Aim of the task: Look for the line containing "Note: pick out each instance of the tan" in the listing below; from there, output every line exactly, the last one included.

Available data:

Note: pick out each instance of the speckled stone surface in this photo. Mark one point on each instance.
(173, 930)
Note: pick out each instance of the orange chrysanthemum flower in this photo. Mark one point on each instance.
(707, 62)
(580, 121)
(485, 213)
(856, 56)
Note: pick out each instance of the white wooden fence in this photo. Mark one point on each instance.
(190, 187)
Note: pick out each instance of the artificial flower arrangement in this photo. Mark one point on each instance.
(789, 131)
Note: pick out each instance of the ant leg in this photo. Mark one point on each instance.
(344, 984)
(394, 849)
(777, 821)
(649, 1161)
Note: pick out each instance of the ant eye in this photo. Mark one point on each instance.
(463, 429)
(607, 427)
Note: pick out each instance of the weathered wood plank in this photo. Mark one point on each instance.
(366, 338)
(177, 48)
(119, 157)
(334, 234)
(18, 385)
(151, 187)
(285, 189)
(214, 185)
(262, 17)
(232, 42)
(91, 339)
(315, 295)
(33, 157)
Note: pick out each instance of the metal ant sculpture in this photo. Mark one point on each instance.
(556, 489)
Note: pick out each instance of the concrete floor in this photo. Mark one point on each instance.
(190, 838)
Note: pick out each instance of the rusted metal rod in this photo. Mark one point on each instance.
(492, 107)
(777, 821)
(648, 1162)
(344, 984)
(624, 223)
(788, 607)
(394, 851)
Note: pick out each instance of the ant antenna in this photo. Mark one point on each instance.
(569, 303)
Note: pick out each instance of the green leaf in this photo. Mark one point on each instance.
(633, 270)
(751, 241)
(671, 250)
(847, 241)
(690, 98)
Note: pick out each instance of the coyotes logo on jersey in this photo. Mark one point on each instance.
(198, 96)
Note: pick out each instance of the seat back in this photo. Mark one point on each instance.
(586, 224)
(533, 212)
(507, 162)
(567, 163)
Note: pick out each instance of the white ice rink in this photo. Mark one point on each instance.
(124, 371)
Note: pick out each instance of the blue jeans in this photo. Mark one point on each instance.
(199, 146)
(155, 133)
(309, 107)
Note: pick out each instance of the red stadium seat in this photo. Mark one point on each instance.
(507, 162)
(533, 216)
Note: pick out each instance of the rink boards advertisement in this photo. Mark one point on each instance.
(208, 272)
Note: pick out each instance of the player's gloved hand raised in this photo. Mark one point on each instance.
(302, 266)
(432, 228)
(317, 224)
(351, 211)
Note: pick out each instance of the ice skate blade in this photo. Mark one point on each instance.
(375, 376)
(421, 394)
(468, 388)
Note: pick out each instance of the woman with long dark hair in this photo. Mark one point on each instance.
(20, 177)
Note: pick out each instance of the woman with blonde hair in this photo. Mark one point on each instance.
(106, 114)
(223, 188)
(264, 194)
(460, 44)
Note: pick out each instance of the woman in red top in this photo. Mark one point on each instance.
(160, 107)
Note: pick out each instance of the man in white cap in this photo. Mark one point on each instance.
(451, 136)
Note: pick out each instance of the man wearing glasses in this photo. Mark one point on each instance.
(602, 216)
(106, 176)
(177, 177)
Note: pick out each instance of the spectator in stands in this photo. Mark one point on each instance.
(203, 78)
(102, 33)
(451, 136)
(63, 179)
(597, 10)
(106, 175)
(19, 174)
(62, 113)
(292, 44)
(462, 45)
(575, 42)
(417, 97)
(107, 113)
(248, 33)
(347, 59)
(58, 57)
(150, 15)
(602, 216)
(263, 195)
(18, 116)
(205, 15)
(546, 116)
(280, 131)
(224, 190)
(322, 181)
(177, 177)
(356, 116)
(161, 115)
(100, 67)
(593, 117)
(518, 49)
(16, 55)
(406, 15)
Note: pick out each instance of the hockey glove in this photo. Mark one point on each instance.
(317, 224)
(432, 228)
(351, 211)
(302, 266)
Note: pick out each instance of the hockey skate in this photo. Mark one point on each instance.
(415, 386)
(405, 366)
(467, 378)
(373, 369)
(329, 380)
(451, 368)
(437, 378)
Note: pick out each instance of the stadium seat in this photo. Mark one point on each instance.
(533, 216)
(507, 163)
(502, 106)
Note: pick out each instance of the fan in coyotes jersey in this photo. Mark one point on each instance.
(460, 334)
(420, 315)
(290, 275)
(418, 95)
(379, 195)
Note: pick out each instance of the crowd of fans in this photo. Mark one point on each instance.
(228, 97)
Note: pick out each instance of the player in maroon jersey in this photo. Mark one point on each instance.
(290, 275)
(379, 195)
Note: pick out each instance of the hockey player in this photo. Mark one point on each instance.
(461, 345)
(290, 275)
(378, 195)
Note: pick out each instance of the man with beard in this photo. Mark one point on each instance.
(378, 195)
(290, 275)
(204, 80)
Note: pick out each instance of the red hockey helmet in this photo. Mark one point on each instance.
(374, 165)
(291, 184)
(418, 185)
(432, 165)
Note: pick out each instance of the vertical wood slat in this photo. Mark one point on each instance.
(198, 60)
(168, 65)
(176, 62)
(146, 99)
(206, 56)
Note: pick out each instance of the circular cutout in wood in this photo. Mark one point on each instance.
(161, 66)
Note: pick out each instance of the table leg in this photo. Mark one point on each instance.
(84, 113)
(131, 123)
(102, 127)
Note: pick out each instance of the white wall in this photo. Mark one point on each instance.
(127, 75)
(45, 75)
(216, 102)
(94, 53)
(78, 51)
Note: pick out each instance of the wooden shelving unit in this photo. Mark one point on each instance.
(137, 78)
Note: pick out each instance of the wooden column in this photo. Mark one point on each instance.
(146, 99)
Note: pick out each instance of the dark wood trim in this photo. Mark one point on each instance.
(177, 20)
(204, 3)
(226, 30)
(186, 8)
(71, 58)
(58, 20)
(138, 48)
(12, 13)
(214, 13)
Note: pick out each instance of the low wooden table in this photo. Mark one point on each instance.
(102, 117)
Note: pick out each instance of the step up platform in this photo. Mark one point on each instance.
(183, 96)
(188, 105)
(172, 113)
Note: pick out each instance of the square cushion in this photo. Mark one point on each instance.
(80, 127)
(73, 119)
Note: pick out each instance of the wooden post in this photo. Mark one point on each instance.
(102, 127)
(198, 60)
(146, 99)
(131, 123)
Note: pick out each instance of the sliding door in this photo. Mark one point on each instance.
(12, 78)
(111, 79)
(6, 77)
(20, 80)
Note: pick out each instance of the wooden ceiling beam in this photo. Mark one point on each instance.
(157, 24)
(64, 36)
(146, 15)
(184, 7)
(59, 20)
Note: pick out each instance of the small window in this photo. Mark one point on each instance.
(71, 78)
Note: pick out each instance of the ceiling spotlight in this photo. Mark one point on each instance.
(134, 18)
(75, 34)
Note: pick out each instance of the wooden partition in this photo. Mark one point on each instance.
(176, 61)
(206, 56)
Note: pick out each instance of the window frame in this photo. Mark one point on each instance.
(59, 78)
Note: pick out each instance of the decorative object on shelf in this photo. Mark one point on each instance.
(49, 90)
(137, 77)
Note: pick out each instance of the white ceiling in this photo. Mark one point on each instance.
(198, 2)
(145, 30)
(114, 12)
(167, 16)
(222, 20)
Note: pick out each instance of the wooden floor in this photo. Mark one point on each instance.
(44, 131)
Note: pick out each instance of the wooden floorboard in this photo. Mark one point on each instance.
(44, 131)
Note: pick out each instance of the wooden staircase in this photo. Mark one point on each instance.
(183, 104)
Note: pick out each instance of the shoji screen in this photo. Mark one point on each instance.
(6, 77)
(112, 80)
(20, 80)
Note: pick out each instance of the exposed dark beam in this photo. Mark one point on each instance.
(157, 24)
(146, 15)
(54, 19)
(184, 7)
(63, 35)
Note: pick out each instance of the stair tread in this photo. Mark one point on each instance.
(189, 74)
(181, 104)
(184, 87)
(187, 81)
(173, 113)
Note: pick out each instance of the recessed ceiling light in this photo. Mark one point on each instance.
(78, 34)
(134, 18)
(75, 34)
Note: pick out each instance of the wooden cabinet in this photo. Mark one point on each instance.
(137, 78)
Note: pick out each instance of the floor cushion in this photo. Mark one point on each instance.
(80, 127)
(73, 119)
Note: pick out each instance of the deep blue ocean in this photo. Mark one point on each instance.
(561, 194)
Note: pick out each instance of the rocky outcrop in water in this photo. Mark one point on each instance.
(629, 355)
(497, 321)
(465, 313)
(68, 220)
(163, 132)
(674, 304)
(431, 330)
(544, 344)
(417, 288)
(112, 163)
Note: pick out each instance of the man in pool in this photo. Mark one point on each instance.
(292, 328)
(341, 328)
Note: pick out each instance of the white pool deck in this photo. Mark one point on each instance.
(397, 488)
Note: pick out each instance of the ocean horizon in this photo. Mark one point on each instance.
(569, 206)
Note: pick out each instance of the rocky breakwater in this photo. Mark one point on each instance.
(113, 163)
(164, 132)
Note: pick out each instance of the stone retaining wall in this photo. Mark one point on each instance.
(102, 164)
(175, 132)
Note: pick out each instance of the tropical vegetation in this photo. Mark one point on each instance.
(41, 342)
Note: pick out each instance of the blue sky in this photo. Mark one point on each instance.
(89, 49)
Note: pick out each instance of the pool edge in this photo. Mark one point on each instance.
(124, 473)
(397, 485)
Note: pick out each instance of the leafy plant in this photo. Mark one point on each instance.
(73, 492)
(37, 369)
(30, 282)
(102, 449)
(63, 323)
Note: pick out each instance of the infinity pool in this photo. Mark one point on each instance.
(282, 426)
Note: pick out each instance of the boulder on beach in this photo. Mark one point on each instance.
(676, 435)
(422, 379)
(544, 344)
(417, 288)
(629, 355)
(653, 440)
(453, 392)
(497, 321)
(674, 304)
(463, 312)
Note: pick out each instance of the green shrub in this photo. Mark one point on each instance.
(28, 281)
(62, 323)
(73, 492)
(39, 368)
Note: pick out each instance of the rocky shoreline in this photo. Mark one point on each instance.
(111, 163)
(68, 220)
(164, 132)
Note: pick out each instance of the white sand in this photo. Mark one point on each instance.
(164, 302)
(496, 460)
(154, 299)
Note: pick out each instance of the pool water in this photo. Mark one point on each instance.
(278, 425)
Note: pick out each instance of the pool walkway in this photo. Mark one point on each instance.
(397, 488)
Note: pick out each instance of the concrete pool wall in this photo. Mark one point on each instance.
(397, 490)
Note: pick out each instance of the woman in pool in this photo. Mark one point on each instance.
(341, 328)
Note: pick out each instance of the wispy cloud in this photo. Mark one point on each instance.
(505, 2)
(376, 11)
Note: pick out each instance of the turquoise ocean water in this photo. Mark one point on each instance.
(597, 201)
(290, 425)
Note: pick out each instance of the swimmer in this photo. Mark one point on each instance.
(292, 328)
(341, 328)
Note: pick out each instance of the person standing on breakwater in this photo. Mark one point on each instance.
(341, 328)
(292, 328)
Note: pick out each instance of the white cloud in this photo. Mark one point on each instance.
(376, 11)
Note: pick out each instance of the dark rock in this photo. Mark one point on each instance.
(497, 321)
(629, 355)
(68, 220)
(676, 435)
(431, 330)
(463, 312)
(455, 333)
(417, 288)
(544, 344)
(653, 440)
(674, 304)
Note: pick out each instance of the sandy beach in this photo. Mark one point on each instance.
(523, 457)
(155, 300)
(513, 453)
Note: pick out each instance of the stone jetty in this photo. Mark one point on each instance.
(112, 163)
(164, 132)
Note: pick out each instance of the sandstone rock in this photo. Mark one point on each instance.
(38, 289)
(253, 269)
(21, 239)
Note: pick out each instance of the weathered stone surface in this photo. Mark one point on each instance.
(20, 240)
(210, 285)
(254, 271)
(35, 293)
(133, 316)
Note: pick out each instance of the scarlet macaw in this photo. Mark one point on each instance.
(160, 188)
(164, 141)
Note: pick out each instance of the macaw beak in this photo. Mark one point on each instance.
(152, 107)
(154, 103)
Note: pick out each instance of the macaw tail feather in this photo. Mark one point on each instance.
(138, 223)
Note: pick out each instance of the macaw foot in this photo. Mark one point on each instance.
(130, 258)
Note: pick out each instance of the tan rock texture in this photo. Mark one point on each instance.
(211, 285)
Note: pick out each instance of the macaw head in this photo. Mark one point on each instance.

Written answer:
Note: pick out each instance of the tan rock texture in this photo. Mark one point on each instance.
(211, 285)
Note: pick out each instance of the macaw head in this photo. Mark one point on each instance.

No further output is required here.